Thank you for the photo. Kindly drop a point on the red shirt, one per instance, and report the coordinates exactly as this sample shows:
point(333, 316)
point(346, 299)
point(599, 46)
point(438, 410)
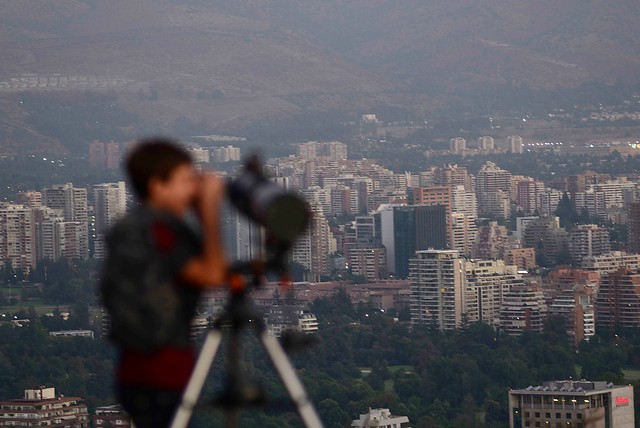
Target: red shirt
point(167, 368)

········

What is asked =>
Copy out the entries above word for word, leaving out the picture.

Answer =>
Thank you for the photo. Kindly drop a point on the red shirt, one per instance, and report the coordinates exactly as this sample shows:
point(333, 316)
point(346, 299)
point(599, 46)
point(438, 410)
Target: red shirt
point(167, 368)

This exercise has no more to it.